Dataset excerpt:
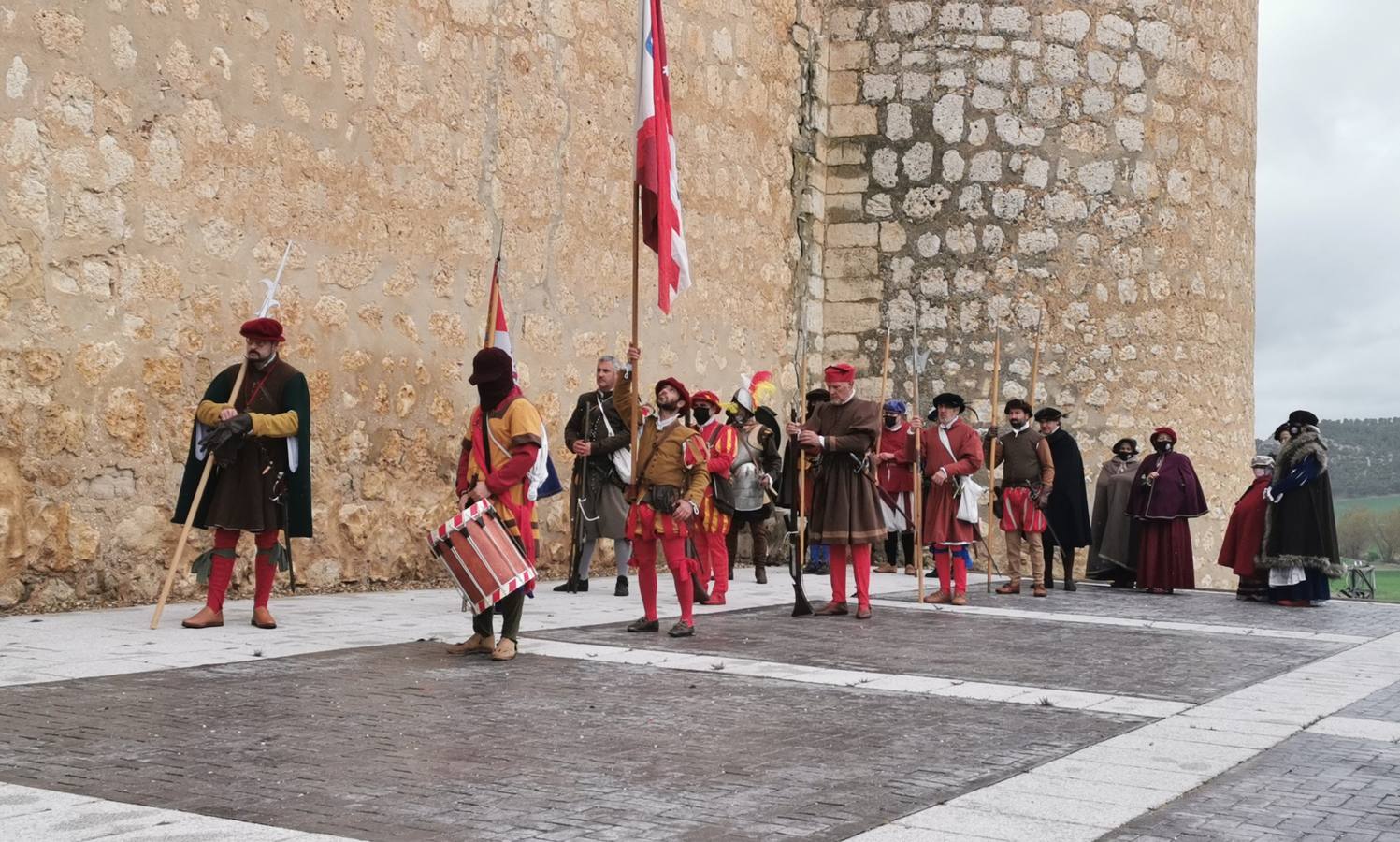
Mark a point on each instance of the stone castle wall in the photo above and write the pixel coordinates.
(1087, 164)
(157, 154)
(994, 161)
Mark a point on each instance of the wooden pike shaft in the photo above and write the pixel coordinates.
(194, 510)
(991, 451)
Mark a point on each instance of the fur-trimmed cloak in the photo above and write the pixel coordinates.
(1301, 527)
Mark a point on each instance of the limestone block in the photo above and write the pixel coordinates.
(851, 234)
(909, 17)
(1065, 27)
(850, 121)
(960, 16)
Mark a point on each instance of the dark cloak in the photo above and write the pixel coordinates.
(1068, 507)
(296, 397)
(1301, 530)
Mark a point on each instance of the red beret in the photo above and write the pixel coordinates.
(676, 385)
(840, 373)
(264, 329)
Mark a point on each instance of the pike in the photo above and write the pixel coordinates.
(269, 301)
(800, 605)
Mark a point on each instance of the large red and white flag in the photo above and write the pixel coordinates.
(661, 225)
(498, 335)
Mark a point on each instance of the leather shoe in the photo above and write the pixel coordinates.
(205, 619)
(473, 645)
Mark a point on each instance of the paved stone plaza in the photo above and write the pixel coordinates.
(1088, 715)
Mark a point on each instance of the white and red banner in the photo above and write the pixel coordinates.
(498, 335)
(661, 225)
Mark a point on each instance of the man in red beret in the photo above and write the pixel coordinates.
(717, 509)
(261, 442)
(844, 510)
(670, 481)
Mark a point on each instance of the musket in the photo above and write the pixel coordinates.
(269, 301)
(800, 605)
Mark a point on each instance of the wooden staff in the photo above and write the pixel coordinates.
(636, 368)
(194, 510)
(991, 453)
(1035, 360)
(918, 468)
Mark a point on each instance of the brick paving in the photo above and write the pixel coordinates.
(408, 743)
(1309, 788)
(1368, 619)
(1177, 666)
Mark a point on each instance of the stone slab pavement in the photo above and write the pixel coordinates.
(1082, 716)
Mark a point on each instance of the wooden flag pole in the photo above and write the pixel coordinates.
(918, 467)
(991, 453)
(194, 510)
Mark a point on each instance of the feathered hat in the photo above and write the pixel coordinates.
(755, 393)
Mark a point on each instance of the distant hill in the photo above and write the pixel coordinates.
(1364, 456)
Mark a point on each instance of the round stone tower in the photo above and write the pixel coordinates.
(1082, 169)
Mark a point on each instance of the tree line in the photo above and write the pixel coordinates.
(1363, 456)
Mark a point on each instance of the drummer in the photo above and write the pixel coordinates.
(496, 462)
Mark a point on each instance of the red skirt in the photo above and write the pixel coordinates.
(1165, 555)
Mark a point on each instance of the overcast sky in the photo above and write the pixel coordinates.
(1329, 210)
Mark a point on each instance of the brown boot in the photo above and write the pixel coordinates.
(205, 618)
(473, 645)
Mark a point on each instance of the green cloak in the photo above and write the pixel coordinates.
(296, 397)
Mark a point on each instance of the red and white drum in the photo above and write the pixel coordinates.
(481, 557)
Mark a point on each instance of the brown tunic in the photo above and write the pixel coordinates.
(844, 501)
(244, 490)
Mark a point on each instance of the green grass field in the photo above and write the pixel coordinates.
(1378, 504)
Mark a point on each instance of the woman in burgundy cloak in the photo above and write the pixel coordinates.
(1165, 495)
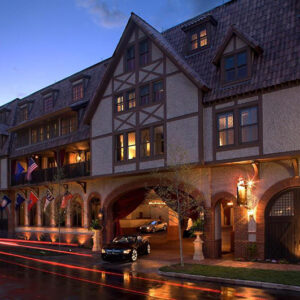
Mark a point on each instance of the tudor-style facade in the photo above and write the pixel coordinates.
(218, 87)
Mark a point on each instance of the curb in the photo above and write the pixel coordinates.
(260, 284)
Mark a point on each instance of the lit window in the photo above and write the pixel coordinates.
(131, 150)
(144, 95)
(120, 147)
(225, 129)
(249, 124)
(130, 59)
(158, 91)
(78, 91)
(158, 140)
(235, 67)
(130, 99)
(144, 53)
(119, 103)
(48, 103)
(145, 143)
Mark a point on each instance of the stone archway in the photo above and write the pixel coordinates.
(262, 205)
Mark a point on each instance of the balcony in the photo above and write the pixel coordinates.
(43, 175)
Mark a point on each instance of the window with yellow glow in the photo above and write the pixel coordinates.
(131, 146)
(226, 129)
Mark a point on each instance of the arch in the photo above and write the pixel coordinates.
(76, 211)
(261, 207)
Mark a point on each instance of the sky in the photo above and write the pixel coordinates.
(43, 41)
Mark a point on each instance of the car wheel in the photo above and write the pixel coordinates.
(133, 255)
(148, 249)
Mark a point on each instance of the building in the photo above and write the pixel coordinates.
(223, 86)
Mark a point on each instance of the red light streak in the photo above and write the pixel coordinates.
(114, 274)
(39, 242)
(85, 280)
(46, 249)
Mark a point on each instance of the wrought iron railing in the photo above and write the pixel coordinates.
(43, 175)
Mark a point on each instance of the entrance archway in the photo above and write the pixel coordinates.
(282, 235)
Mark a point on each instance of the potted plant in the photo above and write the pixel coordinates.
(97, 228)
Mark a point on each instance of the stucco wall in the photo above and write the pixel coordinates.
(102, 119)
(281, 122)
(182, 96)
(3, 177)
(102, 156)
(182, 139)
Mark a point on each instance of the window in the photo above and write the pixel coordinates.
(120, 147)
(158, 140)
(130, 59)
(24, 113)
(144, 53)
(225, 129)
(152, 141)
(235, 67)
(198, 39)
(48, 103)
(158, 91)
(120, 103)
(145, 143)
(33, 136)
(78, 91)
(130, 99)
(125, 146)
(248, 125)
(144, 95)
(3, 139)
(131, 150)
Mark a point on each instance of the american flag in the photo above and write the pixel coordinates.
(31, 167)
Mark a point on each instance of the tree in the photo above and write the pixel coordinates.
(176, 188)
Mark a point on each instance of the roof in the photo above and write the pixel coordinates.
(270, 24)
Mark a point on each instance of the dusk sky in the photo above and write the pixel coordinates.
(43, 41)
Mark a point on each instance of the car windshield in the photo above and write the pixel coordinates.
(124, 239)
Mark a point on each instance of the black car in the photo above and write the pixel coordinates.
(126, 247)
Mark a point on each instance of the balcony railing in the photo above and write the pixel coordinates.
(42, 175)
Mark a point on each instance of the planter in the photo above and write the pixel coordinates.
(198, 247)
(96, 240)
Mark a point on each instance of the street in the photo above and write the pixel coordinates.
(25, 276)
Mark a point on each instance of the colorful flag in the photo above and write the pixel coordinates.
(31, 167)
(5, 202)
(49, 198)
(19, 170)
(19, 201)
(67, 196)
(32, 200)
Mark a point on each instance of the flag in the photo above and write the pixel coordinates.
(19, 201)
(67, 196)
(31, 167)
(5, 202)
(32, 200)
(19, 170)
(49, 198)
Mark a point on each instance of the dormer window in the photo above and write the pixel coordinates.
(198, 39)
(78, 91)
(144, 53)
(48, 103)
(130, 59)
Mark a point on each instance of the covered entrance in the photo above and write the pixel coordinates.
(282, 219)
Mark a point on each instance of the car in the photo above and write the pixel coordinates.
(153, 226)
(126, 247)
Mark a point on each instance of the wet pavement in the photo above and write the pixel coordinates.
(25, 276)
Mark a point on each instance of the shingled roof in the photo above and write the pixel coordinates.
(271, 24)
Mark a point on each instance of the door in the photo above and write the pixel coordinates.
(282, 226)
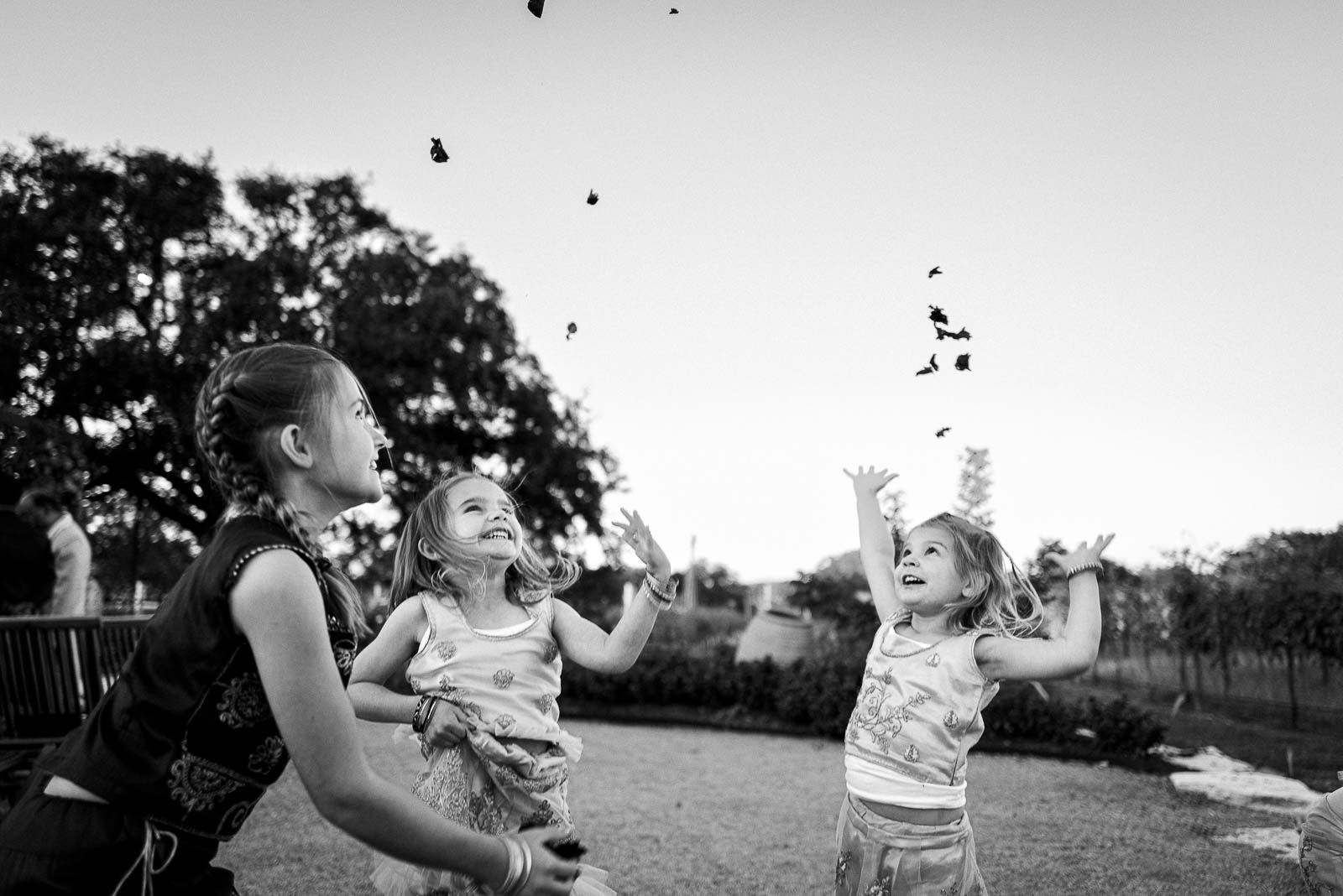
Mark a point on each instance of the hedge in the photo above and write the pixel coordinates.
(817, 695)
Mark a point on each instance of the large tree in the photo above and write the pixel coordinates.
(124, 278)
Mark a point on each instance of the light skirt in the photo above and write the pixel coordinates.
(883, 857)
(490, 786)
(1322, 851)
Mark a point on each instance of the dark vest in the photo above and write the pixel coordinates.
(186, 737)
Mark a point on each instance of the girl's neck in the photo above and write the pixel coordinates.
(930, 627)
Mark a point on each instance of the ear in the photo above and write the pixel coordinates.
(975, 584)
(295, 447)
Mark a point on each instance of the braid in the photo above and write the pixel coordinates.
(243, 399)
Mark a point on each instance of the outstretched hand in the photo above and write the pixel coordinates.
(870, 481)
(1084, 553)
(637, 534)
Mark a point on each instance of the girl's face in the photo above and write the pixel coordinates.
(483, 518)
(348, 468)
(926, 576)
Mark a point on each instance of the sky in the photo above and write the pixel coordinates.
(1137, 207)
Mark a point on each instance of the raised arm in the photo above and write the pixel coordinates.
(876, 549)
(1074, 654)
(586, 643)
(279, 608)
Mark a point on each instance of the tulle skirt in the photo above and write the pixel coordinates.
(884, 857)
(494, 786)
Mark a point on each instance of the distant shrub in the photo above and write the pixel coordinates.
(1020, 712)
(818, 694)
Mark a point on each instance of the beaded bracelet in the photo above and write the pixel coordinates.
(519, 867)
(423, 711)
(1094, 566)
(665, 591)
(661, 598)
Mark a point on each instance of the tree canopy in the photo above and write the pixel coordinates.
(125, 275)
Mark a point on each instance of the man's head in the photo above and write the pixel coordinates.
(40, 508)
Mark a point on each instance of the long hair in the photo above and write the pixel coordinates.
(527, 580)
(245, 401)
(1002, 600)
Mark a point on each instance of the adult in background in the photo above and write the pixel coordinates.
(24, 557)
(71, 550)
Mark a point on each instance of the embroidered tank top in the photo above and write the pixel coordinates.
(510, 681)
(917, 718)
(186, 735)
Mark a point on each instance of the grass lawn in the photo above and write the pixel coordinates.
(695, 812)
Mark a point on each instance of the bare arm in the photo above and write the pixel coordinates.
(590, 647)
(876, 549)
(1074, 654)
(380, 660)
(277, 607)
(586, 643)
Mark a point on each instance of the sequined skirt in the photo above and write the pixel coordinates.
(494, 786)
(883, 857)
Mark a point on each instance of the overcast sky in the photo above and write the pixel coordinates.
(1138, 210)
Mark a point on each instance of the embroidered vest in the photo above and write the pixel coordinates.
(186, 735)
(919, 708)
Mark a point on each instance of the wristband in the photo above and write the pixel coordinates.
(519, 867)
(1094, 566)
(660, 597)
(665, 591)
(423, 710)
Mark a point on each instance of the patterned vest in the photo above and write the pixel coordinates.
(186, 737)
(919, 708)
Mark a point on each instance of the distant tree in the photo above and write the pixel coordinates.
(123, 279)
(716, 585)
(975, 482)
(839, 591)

Problem requirements: Reproduce the lines of the records above character for character, from the line containing "Mark a point on each instance of the red skirt" through the line containing "(1165, 495)", including both of those lines.

Correct answer:
Mark a point on each instance of the red skirt in the photo above and write the pixel coordinates.
(1165, 555)
Mark a point on each instance of the overcast sky in the photo above and write the pixel coordinates.
(1329, 210)
Mark a point on each instance of the brown boot in the photo above and write the pixel coordinates.
(205, 618)
(473, 645)
Mark a point on each instance of the green cloak in the photo above and write the pixel coordinates.
(296, 397)
Mark a point on each instance of the red and white drum in the photo above and write the pixel coordinates.
(481, 557)
Mark a point on each instance of the brown tunic in the photo above and write the pixel coordinates.
(844, 501)
(244, 490)
Mark a point on each instance of the green grass field in the photo above and write the pixel coordinates.
(1378, 504)
Mark a point on each instance of the woman in burgundy cloak in the photo above and write the pixel coordinates.
(1165, 495)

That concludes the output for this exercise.